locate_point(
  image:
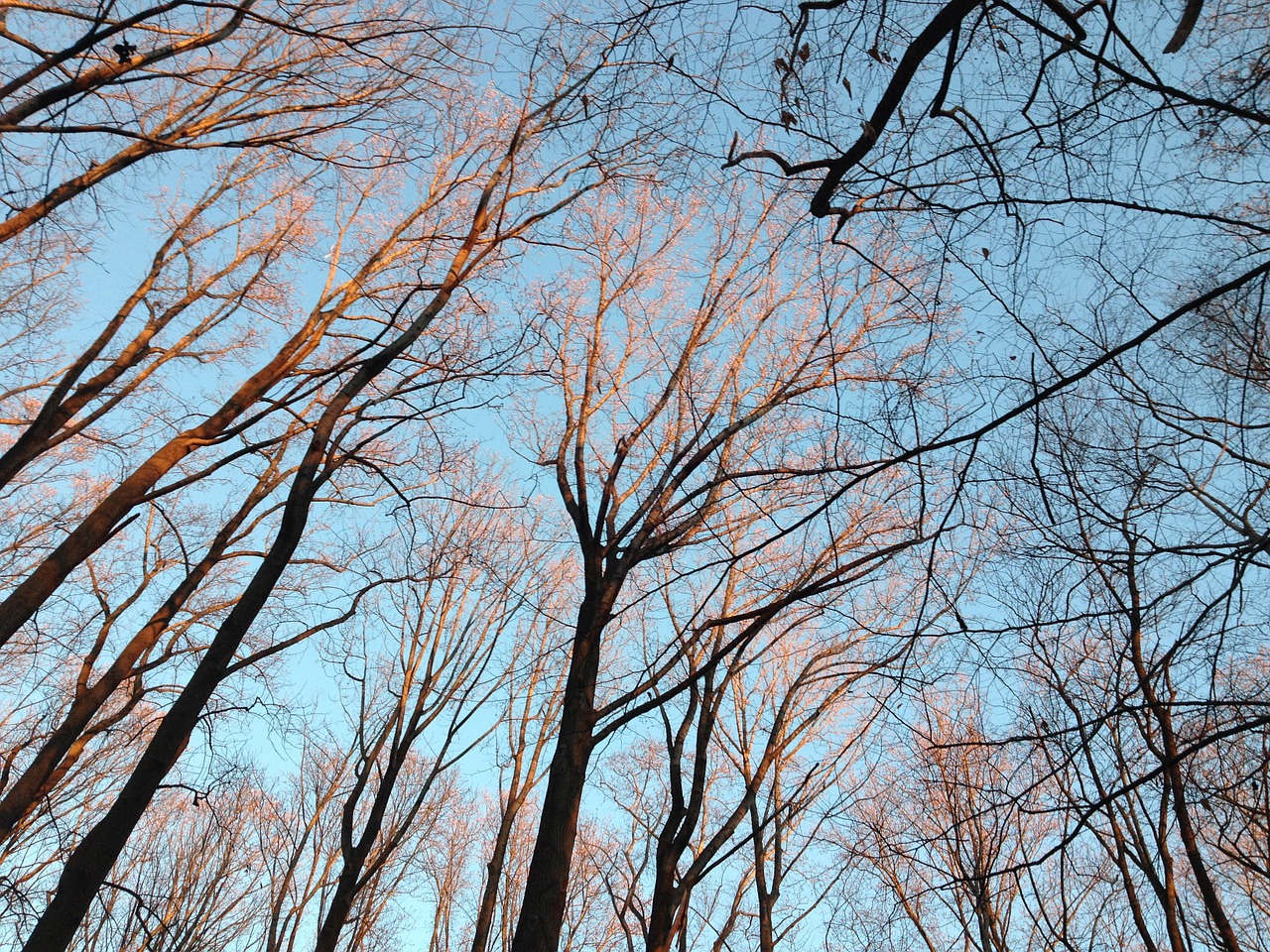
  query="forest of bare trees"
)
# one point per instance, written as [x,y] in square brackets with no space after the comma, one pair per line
[656,476]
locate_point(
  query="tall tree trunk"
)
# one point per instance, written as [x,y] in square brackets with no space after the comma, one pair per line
[547,888]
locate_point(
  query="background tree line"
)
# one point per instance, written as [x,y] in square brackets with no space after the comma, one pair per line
[685,476]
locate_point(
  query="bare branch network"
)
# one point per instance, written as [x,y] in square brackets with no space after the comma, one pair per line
[666,476]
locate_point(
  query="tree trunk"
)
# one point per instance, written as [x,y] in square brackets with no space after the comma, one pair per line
[547,888]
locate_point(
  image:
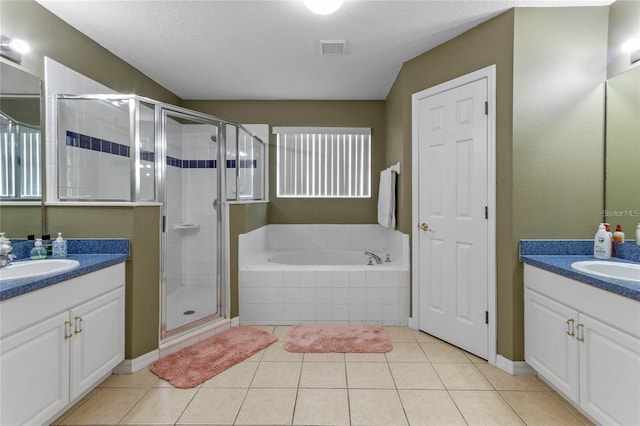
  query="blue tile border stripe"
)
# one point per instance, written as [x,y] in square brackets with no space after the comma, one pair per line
[78,140]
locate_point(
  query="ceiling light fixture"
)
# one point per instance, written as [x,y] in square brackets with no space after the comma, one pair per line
[13,49]
[323,7]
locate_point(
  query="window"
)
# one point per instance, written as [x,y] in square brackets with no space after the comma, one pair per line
[323,162]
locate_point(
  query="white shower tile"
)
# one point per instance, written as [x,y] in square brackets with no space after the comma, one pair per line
[308,295]
[357,279]
[340,294]
[357,295]
[340,312]
[374,313]
[324,278]
[374,295]
[324,295]
[290,279]
[274,279]
[307,278]
[340,278]
[374,279]
[290,295]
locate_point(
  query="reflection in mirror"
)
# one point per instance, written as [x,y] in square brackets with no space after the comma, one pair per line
[622,168]
[20,153]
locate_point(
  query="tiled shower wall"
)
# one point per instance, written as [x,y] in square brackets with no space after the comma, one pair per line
[61,79]
[191,219]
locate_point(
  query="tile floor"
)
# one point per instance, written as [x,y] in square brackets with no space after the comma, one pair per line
[423,381]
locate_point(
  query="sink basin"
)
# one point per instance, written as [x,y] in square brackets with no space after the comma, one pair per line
[36,268]
[620,271]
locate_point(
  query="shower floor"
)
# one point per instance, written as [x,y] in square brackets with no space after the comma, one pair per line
[187,304]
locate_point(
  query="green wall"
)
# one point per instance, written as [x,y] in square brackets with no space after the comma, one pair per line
[245,218]
[52,37]
[311,113]
[549,131]
[549,111]
[141,226]
[487,44]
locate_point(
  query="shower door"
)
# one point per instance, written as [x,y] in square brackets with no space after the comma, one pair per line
[191,276]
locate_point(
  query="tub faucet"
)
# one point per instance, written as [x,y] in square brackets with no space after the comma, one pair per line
[375,256]
[5,256]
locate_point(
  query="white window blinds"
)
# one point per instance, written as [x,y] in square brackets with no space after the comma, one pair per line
[323,162]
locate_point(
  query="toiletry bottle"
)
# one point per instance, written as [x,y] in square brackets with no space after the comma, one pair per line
[608,229]
[602,243]
[46,243]
[59,247]
[618,236]
[38,251]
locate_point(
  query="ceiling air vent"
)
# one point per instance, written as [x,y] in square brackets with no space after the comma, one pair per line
[333,47]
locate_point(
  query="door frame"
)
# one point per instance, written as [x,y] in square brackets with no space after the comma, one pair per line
[490,74]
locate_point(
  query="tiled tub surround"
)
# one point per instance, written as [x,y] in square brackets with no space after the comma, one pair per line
[93,254]
[558,255]
[277,294]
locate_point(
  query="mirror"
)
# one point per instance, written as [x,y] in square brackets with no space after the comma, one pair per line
[622,165]
[20,153]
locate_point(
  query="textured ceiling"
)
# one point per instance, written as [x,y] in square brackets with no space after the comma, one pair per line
[270,49]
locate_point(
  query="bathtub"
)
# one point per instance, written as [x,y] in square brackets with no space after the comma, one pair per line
[326,278]
[329,257]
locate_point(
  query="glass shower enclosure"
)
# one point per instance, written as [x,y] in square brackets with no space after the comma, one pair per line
[115,148]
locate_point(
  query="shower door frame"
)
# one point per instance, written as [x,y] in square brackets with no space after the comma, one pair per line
[161,149]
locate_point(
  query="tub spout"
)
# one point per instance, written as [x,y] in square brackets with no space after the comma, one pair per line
[374,256]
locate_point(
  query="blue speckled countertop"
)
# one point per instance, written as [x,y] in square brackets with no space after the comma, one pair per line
[93,255]
[557,257]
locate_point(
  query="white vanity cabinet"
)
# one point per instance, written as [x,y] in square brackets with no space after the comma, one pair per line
[57,343]
[585,342]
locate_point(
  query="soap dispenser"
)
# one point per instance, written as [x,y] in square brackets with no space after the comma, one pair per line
[59,247]
[38,251]
[602,243]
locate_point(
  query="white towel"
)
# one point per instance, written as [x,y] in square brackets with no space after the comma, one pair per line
[387,199]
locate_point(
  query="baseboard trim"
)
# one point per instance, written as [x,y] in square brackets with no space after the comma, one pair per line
[411,323]
[515,368]
[129,366]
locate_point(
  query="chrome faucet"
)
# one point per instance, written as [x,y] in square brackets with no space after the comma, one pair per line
[5,256]
[374,256]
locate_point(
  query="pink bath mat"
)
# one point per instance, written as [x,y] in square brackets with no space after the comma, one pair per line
[337,338]
[198,363]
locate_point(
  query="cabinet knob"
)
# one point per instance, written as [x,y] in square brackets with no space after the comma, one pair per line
[569,328]
[580,333]
[67,330]
[79,327]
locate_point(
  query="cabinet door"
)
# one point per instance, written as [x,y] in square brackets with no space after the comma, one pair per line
[609,373]
[98,343]
[34,371]
[548,346]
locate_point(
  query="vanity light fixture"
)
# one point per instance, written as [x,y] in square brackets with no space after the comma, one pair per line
[13,49]
[323,7]
[632,46]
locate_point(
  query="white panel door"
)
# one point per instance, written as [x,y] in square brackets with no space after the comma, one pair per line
[453,243]
[610,373]
[97,345]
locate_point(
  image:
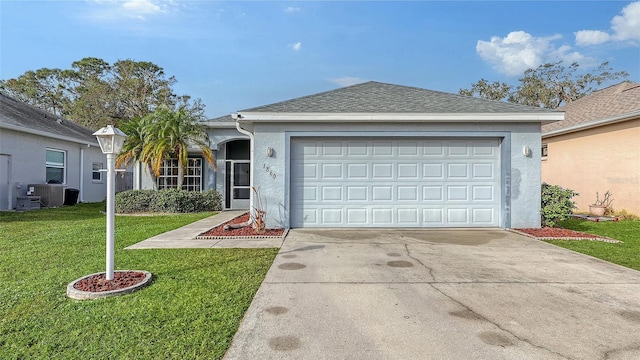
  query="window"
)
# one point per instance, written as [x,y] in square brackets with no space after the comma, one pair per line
[96,174]
[192,178]
[56,161]
[545,150]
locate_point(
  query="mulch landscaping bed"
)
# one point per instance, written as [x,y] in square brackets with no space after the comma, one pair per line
[99,283]
[548,233]
[244,232]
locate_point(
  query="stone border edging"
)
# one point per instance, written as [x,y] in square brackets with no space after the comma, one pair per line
[76,294]
[247,237]
[595,238]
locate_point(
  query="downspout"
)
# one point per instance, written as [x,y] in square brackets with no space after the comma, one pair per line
[237,118]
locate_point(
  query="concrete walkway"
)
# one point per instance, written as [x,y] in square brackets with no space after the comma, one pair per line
[185,237]
[430,294]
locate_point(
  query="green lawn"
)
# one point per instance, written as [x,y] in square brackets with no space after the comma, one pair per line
[190,311]
[625,254]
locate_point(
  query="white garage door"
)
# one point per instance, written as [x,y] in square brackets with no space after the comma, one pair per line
[357,182]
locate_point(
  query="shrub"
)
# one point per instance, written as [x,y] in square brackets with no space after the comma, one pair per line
[556,204]
[170,200]
[132,201]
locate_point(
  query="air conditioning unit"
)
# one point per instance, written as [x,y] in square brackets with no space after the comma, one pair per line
[51,195]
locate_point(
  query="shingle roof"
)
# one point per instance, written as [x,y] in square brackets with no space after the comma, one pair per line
[375,97]
[610,102]
[17,114]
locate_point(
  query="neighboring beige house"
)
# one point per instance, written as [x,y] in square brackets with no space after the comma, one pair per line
[597,147]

════════

• **EXERCISE AIM**
Which lines in the data above contain the string "floor"? Copy out each of those lines whole, treating uppercase and lowercase as different.

• **RIGHT ANSWER**
  query="tile floor"
  query="shower floor"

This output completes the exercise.